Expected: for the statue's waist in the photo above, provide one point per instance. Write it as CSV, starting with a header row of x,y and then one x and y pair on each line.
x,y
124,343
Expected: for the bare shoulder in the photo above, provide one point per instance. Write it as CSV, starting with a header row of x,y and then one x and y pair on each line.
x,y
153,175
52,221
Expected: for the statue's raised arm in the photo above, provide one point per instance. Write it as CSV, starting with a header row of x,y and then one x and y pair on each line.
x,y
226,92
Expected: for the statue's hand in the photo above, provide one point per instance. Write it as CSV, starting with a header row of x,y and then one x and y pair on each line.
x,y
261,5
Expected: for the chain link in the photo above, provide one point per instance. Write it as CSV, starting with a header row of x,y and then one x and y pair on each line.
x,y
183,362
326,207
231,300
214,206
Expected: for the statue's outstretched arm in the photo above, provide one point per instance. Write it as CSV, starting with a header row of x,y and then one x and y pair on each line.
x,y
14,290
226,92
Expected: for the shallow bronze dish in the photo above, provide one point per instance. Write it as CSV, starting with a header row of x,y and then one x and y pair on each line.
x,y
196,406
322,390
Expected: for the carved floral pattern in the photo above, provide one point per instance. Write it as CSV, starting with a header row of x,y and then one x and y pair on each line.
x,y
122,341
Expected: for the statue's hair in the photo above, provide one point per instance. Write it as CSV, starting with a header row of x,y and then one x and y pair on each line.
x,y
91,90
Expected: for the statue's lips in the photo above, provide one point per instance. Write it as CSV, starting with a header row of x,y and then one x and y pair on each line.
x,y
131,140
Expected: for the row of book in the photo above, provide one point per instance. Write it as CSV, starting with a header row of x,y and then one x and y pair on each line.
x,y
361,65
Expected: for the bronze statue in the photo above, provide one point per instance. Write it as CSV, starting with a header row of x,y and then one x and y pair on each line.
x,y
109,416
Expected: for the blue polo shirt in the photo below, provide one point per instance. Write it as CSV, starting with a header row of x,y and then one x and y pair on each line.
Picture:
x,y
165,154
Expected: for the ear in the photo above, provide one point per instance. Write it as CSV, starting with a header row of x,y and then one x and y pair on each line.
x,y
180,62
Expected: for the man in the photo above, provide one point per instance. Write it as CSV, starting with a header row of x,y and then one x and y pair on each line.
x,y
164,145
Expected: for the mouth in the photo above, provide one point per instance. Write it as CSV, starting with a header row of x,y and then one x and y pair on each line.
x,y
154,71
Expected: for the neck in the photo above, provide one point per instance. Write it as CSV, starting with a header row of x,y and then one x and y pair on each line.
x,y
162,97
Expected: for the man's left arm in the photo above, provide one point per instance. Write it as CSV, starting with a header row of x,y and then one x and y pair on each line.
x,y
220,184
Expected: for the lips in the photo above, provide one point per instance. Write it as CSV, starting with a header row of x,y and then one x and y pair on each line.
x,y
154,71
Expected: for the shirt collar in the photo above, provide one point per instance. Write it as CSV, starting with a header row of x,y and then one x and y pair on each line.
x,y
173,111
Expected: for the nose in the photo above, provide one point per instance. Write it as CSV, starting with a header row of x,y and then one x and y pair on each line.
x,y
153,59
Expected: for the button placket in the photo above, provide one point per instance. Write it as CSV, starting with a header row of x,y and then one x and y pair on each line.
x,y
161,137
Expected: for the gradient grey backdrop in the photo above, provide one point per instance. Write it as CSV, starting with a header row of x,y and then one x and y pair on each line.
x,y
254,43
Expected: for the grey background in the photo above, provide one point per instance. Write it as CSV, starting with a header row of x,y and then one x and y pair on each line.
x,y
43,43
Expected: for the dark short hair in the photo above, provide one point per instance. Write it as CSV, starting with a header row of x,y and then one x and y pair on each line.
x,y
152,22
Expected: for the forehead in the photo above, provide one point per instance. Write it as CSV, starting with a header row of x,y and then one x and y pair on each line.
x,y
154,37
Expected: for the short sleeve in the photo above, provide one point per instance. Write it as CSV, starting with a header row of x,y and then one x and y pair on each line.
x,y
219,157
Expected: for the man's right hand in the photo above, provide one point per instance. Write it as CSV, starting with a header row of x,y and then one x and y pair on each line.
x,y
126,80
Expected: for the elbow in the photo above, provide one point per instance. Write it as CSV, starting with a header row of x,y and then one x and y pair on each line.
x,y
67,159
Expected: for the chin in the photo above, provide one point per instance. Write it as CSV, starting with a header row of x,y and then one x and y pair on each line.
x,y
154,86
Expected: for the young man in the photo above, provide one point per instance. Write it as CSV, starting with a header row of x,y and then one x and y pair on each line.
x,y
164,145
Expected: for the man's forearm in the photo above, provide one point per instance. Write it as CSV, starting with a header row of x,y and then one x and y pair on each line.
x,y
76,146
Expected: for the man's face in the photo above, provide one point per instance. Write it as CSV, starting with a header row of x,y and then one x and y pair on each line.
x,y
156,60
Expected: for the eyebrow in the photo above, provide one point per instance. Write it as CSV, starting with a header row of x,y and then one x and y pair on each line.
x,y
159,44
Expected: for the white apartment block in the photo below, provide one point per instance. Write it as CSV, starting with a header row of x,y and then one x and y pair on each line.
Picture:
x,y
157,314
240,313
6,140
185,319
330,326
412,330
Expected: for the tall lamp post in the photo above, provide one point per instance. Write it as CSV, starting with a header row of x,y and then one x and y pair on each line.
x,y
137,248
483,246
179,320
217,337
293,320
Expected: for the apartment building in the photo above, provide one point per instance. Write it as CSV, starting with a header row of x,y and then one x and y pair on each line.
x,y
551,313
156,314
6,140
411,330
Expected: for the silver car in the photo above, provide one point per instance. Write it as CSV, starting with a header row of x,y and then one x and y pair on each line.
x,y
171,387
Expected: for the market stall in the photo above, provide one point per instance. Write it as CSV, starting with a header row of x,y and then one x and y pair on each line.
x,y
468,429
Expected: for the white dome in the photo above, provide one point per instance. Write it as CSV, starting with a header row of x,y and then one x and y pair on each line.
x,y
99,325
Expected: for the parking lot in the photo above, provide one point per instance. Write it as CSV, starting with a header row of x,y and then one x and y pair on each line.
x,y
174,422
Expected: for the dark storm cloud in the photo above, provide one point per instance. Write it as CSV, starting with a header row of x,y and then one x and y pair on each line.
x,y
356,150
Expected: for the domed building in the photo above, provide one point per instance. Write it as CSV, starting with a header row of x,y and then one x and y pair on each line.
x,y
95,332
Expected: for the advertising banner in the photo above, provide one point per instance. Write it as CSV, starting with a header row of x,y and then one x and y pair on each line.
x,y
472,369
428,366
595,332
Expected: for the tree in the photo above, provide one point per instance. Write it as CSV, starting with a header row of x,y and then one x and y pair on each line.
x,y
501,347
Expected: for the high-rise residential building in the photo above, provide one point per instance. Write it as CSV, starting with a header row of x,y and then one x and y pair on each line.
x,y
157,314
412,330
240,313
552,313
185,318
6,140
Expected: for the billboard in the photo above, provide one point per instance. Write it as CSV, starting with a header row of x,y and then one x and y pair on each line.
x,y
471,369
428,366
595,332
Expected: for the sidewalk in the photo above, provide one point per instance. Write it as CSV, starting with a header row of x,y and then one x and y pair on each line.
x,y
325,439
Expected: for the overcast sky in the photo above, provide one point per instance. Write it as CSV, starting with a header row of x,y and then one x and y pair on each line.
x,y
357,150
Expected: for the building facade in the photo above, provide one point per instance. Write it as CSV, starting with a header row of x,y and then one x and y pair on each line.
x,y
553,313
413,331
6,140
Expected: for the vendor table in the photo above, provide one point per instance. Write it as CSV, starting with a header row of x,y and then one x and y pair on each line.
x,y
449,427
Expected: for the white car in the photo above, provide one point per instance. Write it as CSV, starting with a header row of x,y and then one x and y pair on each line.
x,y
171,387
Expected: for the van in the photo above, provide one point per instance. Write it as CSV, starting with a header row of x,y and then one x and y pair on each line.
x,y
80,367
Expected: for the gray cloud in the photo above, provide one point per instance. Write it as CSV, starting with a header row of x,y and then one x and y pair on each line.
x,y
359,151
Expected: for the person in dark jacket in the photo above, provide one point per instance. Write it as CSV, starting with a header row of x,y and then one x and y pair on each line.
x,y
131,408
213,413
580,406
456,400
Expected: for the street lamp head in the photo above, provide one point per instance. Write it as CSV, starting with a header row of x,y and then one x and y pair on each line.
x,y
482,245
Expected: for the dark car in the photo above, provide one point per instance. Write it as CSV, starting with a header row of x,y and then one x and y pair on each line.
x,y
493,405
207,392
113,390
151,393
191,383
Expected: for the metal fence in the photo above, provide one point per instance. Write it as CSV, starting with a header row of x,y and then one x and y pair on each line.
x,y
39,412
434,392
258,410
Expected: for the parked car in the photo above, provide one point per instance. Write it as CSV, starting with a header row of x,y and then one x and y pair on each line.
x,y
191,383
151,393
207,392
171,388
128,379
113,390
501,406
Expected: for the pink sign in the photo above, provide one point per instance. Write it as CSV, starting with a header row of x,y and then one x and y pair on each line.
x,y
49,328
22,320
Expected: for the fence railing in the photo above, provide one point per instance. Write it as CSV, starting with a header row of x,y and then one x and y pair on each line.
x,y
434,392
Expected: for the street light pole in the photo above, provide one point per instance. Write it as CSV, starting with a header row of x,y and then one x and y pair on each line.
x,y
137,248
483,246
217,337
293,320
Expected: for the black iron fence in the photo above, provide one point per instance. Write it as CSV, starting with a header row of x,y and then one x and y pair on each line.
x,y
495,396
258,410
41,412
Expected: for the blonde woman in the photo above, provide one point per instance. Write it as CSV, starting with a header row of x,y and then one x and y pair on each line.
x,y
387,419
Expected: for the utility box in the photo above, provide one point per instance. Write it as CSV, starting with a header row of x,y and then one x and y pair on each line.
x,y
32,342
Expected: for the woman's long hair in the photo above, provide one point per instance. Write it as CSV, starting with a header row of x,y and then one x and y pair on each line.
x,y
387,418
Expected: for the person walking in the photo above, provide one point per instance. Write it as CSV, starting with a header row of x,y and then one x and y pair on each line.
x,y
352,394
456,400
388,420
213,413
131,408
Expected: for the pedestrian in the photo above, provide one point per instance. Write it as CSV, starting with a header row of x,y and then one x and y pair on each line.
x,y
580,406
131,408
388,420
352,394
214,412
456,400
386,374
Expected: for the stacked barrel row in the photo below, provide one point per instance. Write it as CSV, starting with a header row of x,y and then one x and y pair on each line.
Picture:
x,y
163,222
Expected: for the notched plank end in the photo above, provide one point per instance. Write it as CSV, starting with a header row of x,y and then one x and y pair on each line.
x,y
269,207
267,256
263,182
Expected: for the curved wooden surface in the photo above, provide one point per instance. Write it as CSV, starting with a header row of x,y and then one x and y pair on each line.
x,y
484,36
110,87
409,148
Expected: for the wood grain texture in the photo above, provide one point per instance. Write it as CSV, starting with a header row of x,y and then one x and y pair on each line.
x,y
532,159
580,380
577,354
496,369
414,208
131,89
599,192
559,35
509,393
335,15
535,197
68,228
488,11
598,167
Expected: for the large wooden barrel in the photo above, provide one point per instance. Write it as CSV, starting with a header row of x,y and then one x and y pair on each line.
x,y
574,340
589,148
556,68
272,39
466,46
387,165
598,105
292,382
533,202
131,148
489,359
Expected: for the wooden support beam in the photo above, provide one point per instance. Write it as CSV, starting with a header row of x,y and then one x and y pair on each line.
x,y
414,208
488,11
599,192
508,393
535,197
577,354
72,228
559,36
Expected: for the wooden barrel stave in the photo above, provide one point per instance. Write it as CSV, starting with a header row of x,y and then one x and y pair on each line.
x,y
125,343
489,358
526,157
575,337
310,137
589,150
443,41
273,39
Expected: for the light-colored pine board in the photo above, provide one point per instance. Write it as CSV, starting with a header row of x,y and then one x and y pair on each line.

### EXERCISE DETAILS
Rewrite everything from the line containing "Expected: for the curved" down to the end of the records, changing "wooden" to "timber" wherever it occurs and keeping all else the same.

### FINISHED TASK
Expected: for the curved timber surface in the photo above, provide one point per instance. Write it as CSV, starting with a header row of x,y and then one x and y pair on each line.
x,y
484,36
110,87
409,148
Expected: for the wood grain texture in the photo above, provide one point per instance. Write it as CSV, starting with a header row of x,y and then one x and y pair on each line.
x,y
532,159
580,380
577,354
496,369
414,208
131,89
599,192
559,35
509,393
335,15
535,197
68,228
488,11
598,167
Expected: for the large timber barrel in the photo above, provide one point per instance. Write it as CSV, starting with a header row of x,y and then one x and y pair on each line.
x,y
574,340
589,148
556,68
272,39
466,46
387,165
598,105
292,382
533,202
131,148
489,359
Expected: for the timber support beam in the photo above, provide one point per instance. Write it as CSV, starting with a header row of x,y and then one x and y pair on each line.
x,y
414,208
488,11
599,192
508,393
535,197
577,354
72,228
559,36
Expected: for the timber barrel stave in the photo above, provide one point per instance. Write it as CSV, starting with a header row of x,y and then one x and y pair on each line.
x,y
125,343
489,358
526,157
575,337
310,137
589,150
443,41
273,39
Expected: for the light-colored pine board in the photo above, provide one point per instance. Write it as CSV, starting with a header row of x,y and then one x and y pair on each line.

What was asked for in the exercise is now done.